-- EXERCISES TO COMPLETE --
1. Repeat the part of the Cost of Living description that opens with the words containing "The searing intimacy" and closes with "cost to live?".
2. List the greater misfortunes that the Cost of Living description names after the broken leg and the cut.

-- SELECTED EXCERPT --
In Cost of Living, Emily Maloney examines her experiences with the troubled U.S. health care system from both the perspective of a patient and a caregiver. In doing so, she examines what the health care system costs us – financially emotionally, physically, and spiritually.
The searing intimacy of Girl, Interrupted combined with the uncomfortable truths of The Empathy Exams in a collection of essays chronicling one woman’s experiences as both patient and caregiver, giving a unique perspective from both sides of the hospital bed.
What does it cost to live?
When we fall ill, our lives are itemized on a spreadsheet. A thousand dollars for a broken leg, a few hundred for a nasty cut while cooking dinner. Then there are the greater costs for even greater misfortunes. The car accidents, breast cancers, blood diseases, and dark depressions.
When Emily Maloney was nineteen she tried to kill herself. An act that would not only cost a great deal personally, but also financially, sending her down a dark spiral of misdiagnoses, years spent in and out of hospitals and doctor’s offices, and tens of thousands owed in medical debt. To work to pay off this crippling burden, Emily becomes an emergency room technician. Doing the grunt work in a hospital, and taking care of patients at their most vulnerable moments, chronicling these interactions in searingly beautiful, surprising ways.

-- Source records --
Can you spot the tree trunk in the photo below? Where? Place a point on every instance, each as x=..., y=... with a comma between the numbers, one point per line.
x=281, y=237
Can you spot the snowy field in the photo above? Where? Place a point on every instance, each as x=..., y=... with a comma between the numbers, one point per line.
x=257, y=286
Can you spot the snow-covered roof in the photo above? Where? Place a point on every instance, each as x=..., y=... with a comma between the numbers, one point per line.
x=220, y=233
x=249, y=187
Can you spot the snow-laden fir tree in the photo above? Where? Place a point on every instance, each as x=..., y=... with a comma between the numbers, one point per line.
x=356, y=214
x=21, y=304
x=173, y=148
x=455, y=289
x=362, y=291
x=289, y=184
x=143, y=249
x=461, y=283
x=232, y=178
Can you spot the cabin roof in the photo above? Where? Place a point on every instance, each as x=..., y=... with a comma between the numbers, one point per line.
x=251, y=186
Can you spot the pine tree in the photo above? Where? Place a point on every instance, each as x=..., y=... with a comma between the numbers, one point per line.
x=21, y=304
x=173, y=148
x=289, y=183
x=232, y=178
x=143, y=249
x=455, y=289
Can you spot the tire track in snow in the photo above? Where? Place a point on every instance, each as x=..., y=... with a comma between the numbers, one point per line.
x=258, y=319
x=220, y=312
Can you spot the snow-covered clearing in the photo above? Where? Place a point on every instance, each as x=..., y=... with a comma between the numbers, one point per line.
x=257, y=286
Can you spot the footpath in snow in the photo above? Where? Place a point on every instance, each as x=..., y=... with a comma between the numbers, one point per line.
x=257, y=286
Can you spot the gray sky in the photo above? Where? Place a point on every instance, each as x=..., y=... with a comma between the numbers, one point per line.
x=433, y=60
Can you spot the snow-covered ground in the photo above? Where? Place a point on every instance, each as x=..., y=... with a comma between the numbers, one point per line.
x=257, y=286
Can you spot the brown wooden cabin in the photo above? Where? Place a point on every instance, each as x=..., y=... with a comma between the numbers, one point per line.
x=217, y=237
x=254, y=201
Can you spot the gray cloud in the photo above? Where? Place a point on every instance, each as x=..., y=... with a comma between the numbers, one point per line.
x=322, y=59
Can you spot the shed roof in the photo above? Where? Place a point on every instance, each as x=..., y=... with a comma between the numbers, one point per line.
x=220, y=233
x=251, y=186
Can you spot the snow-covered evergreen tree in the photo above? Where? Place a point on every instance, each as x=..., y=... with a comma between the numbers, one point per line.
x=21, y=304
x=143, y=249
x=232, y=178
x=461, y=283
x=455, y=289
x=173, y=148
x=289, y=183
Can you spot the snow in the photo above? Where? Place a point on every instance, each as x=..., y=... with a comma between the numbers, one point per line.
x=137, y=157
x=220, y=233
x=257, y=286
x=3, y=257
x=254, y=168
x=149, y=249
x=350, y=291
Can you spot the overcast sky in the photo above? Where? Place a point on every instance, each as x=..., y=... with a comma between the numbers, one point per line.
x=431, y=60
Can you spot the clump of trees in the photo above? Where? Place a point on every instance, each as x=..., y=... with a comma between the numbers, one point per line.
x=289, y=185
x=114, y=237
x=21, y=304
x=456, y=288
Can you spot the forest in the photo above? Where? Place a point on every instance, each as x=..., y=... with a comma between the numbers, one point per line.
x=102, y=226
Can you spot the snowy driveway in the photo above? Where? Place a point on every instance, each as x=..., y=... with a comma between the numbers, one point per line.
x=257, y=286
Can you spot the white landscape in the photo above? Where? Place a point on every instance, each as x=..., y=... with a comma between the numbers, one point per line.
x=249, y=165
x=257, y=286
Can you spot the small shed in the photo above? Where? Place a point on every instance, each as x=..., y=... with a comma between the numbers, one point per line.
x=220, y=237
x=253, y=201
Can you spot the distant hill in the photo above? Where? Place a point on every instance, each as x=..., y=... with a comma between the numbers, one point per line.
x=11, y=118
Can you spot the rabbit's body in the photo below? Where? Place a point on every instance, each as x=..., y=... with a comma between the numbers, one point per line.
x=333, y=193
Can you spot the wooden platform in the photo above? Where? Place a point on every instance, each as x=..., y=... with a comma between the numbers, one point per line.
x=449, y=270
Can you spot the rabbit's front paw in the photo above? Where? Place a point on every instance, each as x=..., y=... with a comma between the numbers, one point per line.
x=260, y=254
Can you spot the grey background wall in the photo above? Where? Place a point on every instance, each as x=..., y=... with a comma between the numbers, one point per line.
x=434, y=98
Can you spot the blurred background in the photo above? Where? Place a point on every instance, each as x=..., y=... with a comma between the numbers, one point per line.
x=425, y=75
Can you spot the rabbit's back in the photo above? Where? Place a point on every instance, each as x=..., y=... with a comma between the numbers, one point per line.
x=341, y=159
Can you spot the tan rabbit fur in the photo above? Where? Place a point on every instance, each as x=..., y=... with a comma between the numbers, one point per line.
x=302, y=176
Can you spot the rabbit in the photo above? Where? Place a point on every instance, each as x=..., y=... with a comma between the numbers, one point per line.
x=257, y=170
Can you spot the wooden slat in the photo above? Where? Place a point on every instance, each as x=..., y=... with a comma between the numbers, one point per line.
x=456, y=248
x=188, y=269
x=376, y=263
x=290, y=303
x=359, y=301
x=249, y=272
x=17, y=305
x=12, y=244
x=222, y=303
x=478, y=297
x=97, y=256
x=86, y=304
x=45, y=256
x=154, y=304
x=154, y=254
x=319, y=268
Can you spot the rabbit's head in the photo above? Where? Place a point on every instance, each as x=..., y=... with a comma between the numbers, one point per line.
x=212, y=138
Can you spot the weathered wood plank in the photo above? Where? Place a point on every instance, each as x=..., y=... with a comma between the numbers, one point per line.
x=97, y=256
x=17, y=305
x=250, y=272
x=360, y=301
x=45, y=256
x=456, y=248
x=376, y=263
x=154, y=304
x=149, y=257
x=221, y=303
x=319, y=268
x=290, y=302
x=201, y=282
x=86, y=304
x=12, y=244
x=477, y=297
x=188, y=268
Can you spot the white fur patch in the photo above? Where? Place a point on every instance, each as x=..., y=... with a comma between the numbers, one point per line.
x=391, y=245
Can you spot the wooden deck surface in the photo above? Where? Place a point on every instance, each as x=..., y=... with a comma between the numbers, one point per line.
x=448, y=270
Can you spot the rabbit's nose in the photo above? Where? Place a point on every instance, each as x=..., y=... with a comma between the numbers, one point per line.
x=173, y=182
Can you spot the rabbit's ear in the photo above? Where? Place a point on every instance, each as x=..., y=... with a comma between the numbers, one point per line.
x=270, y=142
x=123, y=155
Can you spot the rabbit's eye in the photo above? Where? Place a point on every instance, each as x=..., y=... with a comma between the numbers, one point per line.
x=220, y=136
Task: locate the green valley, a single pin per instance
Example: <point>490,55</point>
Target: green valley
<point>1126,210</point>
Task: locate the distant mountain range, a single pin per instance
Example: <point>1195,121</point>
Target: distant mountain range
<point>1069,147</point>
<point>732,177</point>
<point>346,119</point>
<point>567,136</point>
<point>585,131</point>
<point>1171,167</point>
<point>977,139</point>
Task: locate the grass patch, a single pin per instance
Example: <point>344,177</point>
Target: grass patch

-- SOLUTIONS BY TASK --
1.
The searing intimacy of Girl, Interrupted combined with the uncomfortable truths of The Empathy Exams in a collection of essays chronicling one woman’s experiences as both patient and caregiver, giving a unique perspective from both sides of the hospital bed.
What does it cost to live?

2.
car accidents
breast cancers
blood diseases
dark depressions